## Problem details
Repeat the lines below exactly as written, please, from the line with "I'm looking at this screenshot and can't find the single-story" to the line with "I'm looking at this screenshot and can't find the exterior", both lines included, and no others.

## Dataset records
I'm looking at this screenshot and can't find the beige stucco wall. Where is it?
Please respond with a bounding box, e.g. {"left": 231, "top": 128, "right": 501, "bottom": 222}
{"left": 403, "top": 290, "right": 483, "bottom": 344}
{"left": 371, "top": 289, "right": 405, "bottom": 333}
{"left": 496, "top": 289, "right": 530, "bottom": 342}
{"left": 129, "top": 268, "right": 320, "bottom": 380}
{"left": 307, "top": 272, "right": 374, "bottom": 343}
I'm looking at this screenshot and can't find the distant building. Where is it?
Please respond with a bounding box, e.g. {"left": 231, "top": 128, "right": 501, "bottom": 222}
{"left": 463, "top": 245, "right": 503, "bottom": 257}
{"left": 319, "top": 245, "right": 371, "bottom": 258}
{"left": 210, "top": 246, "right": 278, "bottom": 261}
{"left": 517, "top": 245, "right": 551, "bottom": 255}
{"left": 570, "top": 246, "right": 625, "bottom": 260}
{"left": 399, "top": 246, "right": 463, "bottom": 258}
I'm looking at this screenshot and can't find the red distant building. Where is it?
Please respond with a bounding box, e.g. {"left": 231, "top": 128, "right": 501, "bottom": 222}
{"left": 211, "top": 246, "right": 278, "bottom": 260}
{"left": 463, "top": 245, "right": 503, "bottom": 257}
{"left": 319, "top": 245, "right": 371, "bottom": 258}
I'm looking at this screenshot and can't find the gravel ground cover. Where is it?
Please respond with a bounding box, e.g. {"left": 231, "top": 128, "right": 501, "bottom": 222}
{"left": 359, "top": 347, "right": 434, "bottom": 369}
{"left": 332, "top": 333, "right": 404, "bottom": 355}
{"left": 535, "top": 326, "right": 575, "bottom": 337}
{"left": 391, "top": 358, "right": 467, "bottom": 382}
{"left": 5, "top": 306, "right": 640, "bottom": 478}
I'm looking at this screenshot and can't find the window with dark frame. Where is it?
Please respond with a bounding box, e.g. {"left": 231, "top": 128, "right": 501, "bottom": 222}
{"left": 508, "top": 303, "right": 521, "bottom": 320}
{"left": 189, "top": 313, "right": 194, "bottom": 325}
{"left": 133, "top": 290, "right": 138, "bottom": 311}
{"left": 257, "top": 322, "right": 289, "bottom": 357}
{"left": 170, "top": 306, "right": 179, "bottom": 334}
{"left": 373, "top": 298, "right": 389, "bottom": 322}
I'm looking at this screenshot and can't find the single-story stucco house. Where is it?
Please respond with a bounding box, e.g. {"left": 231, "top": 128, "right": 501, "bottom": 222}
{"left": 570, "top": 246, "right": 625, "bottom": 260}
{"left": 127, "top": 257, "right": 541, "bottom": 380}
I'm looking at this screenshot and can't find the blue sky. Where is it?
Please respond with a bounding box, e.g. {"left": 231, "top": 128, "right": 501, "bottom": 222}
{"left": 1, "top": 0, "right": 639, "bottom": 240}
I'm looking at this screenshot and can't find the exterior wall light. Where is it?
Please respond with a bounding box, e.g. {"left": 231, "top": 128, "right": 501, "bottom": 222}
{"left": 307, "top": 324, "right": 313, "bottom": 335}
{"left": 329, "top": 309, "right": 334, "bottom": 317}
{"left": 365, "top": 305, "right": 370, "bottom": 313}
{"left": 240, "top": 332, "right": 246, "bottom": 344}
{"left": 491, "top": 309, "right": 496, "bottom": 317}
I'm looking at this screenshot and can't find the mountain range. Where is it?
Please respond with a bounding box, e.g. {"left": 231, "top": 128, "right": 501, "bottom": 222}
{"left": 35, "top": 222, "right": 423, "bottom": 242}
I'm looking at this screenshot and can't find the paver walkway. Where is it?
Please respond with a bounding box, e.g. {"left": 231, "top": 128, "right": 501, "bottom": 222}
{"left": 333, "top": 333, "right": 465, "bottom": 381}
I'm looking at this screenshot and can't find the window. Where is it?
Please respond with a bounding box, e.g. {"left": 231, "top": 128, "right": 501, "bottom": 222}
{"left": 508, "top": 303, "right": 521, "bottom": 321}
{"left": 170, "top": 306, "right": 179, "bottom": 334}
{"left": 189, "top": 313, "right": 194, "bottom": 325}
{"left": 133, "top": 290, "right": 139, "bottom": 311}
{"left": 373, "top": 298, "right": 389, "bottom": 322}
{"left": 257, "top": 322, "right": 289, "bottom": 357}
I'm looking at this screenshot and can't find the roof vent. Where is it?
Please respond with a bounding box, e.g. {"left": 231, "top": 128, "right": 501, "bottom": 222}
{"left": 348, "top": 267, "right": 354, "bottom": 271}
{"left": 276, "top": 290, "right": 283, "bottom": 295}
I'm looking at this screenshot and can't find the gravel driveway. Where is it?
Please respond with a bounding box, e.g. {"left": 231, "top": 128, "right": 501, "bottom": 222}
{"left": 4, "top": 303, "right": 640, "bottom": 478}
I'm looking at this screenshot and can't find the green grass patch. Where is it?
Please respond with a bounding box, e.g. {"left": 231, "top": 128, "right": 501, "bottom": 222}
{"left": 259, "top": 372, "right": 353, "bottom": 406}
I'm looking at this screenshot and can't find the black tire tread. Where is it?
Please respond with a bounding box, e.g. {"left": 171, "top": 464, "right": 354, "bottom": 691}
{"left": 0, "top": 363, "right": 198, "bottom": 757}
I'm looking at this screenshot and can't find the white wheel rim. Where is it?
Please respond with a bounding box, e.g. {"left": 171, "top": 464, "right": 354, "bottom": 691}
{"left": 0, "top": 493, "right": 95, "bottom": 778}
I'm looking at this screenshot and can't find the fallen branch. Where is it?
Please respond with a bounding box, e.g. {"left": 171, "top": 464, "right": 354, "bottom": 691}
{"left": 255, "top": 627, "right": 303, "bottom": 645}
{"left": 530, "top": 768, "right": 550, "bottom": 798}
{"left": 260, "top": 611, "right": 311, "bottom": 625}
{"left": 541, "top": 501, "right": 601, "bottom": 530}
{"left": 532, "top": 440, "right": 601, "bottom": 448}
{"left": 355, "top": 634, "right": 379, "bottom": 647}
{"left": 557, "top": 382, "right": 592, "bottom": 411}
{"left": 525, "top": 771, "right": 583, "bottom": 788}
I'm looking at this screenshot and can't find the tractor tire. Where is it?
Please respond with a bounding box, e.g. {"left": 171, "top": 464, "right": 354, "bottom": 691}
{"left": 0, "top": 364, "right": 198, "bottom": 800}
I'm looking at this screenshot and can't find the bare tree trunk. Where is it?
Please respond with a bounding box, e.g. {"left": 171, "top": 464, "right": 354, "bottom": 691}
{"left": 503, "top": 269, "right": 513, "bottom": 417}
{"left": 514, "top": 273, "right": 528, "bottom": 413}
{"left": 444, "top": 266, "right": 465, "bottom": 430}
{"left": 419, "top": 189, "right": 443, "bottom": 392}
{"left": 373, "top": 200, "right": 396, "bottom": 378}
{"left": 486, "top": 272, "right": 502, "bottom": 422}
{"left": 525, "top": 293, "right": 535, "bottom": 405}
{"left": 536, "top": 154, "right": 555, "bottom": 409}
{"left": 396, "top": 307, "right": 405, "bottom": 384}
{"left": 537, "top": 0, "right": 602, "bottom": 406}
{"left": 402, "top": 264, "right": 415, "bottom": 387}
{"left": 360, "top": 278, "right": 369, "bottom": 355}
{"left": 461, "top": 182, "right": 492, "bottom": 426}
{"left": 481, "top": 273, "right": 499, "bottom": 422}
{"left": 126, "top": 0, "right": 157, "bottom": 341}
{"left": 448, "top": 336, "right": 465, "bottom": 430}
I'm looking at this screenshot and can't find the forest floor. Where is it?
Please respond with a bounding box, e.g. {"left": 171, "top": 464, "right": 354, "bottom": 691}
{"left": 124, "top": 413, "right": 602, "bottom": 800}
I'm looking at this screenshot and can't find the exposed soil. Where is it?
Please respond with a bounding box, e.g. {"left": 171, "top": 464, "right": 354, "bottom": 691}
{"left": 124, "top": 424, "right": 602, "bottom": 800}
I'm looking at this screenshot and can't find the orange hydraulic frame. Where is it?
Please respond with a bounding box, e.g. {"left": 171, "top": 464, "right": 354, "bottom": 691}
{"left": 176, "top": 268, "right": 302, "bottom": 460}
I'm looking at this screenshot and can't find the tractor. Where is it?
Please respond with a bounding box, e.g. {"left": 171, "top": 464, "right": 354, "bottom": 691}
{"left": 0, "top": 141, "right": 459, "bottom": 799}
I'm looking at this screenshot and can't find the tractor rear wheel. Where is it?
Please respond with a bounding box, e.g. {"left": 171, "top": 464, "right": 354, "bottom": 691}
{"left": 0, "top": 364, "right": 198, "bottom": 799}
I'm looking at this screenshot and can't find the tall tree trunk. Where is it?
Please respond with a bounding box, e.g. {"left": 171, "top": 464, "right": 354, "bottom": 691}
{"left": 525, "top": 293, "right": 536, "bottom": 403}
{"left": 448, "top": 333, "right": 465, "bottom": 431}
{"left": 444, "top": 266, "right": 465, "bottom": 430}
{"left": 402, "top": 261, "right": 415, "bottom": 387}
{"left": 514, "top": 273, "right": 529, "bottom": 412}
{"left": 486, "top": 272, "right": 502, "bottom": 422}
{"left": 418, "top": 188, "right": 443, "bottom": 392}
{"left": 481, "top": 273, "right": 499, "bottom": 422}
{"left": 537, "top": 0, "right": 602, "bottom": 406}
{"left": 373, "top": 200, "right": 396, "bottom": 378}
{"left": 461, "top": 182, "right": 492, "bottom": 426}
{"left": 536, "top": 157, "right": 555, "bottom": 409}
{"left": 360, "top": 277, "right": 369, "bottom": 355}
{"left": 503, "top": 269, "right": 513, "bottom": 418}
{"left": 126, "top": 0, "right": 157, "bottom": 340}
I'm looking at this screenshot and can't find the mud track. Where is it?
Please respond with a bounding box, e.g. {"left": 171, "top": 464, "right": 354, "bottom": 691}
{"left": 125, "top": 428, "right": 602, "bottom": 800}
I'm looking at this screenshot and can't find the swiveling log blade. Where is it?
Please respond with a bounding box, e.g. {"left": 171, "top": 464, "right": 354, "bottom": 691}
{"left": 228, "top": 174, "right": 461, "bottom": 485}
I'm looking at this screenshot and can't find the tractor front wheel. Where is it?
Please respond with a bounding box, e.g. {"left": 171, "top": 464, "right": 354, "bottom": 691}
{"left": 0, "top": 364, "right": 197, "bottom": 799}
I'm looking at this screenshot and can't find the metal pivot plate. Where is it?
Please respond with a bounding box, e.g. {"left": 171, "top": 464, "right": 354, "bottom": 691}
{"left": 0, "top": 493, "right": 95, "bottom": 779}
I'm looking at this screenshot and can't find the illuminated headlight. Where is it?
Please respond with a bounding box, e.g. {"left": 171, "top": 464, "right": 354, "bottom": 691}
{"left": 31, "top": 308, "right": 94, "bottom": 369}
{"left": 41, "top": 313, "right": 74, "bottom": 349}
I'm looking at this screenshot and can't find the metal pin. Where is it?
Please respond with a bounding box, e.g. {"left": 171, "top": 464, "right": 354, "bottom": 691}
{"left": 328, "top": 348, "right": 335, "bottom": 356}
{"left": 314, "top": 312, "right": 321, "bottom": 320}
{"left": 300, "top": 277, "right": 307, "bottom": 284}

## Exercise solution
I'm looking at this screenshot and can't find the single-story stucco house. Where is it?
Please respond with a bounding box, e.g. {"left": 231, "top": 128, "right": 501, "bottom": 222}
{"left": 570, "top": 246, "right": 625, "bottom": 260}
{"left": 127, "top": 257, "right": 541, "bottom": 380}
I'm looking at this screenshot and can't find the blue sky. Where is it?
Please respond with a bounding box, e.g. {"left": 231, "top": 128, "right": 501, "bottom": 222}
{"left": 1, "top": 0, "right": 639, "bottom": 240}
I'm looking at this screenshot and can't find the exterior wall light. Where is it?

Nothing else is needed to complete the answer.